_ABOUT THIS TASK_: Transcribe, word for word and without additions, each line below from the one containing "positive clicks: (398, 368)" through the one containing "box: [22, 195, 85, 237]", both ends included.

_Collected data_:
********************

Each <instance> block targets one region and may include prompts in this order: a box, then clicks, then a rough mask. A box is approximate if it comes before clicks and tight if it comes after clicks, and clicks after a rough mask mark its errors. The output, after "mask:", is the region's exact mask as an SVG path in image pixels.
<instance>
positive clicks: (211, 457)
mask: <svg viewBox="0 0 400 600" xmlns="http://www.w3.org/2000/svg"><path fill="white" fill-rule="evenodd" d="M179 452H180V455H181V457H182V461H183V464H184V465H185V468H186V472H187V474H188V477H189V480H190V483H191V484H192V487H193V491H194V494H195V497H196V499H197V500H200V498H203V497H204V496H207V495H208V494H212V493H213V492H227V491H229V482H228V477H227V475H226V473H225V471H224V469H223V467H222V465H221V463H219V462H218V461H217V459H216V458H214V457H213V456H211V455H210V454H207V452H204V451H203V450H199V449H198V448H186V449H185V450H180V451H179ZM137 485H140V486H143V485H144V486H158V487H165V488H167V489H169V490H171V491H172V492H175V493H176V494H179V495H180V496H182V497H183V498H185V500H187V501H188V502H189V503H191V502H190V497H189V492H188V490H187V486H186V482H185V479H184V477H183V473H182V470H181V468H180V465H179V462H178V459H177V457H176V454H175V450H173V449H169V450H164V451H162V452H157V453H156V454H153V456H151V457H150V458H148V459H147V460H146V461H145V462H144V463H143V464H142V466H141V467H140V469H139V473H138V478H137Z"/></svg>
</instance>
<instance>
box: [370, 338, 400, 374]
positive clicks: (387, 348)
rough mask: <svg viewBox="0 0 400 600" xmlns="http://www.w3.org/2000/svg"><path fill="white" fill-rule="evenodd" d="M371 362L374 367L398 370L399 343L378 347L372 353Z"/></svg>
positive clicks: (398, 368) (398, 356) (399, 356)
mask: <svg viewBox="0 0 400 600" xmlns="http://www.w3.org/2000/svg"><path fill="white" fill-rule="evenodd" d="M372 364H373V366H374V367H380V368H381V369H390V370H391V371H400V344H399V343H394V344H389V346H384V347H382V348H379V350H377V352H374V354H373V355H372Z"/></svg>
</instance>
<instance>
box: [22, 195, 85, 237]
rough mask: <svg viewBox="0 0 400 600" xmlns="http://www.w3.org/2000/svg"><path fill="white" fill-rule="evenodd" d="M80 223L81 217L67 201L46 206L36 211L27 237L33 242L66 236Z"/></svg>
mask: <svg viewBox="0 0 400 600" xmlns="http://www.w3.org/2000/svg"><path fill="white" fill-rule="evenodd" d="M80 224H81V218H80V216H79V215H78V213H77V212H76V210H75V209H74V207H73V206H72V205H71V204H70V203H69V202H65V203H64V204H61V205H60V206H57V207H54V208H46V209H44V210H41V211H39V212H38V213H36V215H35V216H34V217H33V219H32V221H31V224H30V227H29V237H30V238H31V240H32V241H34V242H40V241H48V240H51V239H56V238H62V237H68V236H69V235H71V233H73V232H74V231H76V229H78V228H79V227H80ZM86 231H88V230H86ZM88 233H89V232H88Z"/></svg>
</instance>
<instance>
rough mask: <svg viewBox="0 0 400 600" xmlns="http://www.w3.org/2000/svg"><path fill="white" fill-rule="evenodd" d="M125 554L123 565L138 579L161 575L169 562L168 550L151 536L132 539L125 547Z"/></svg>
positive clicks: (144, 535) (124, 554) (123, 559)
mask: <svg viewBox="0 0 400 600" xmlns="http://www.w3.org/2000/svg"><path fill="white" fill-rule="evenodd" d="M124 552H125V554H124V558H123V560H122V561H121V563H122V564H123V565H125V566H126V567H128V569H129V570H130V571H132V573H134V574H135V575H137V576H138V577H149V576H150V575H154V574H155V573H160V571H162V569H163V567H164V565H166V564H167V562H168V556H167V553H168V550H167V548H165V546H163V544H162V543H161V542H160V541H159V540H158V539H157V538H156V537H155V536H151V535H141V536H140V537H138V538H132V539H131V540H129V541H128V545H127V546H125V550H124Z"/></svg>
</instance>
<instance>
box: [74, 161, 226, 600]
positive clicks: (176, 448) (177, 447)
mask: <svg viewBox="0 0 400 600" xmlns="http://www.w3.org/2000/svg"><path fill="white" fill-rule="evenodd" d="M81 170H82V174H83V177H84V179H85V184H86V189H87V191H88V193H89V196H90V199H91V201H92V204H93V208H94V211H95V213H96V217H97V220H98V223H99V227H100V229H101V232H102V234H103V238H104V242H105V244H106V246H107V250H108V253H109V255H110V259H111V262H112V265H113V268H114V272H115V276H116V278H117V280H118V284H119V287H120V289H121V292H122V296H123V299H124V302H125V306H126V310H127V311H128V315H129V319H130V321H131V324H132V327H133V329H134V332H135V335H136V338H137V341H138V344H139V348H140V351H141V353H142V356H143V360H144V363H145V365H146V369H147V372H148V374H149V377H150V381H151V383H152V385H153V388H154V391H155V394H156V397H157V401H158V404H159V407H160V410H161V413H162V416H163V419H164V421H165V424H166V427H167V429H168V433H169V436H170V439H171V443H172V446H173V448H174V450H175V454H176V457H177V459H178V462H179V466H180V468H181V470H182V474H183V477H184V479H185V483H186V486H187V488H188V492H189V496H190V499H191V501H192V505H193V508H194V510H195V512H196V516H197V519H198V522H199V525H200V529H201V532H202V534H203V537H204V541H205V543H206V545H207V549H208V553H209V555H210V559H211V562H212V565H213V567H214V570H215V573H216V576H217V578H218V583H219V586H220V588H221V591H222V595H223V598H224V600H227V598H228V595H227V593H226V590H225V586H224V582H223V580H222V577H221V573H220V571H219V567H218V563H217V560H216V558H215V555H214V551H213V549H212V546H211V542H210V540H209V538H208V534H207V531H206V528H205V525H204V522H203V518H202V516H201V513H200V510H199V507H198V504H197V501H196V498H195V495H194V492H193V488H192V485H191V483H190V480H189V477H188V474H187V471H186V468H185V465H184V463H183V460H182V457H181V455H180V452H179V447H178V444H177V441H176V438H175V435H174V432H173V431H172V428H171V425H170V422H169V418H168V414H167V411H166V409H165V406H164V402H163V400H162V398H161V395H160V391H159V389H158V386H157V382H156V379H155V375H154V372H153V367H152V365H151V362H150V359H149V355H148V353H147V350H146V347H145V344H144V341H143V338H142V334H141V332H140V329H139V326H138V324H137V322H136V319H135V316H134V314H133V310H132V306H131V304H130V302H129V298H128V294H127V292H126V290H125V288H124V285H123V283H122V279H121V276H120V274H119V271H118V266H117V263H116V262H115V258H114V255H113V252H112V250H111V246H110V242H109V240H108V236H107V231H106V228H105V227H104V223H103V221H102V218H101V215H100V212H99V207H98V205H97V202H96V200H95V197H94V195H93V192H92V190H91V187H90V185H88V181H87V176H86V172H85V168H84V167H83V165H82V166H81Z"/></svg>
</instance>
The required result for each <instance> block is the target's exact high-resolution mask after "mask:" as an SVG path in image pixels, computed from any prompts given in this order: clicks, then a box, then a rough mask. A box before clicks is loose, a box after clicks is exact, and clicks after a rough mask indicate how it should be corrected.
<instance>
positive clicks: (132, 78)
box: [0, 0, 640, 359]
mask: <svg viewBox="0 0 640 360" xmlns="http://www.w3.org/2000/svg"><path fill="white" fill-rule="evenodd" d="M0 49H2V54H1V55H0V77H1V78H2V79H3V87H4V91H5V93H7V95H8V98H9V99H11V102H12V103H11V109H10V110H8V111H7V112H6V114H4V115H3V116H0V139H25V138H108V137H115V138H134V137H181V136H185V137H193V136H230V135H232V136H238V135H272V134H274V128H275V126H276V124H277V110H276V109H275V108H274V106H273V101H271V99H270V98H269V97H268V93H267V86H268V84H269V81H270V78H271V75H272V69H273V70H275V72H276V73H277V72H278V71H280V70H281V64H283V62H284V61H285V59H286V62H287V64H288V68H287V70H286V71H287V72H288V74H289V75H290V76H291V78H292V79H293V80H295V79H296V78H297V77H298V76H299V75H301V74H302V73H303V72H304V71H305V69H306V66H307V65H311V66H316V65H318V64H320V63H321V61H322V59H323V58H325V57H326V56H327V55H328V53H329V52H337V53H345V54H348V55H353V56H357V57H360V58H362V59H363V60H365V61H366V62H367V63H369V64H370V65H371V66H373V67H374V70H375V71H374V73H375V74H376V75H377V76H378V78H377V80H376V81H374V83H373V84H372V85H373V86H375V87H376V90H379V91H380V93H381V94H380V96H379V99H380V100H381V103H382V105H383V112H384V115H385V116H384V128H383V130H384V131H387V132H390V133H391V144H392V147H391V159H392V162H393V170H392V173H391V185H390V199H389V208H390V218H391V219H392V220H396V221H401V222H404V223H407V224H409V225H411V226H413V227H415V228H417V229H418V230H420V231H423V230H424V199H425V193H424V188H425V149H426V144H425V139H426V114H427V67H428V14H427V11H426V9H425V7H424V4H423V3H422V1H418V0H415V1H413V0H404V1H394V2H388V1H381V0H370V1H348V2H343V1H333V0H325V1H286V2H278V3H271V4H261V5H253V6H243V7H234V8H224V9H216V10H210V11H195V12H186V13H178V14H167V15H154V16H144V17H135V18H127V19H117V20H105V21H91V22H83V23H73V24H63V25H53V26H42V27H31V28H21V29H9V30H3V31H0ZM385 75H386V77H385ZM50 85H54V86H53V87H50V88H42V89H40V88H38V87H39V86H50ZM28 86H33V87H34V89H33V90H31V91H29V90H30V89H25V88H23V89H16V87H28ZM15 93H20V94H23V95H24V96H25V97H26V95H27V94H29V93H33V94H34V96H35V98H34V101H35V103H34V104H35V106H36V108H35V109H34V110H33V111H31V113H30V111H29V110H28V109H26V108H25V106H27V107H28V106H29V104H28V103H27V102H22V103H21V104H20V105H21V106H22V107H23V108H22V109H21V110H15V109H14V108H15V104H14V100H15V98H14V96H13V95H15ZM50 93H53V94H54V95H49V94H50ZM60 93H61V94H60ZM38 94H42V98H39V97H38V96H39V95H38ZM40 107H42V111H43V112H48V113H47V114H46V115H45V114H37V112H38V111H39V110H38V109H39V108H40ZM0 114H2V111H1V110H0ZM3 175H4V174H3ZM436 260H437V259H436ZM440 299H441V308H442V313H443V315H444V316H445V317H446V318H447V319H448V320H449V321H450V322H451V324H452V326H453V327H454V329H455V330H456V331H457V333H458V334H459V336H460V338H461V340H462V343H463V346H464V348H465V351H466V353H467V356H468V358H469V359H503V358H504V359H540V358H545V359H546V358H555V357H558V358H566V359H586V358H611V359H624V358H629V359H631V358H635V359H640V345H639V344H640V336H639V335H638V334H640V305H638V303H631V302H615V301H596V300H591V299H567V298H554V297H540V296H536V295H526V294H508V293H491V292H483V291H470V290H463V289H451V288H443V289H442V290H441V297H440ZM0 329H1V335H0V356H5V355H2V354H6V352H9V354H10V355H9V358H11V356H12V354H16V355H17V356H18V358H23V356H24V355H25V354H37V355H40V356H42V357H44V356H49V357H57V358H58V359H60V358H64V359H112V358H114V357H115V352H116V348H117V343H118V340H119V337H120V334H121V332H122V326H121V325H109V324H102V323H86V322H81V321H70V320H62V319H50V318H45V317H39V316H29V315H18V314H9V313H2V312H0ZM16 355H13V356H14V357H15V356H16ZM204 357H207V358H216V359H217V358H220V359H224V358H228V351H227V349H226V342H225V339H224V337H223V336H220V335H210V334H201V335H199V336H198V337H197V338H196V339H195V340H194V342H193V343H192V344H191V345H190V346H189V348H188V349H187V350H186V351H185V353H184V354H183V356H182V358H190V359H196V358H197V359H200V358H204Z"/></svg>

********************

_SOLUTION TO THE PROBLEM_:
positive clicks: (398, 368) (398, 356) (399, 356)
mask: <svg viewBox="0 0 400 600" xmlns="http://www.w3.org/2000/svg"><path fill="white" fill-rule="evenodd" d="M372 364H373V366H374V367H380V368H381V369H390V370H391V371H400V344H399V343H394V344H389V346H384V347H382V348H379V350H377V352H374V354H373V355H372Z"/></svg>
</instance>
<instance>
box: [22, 195, 85, 237]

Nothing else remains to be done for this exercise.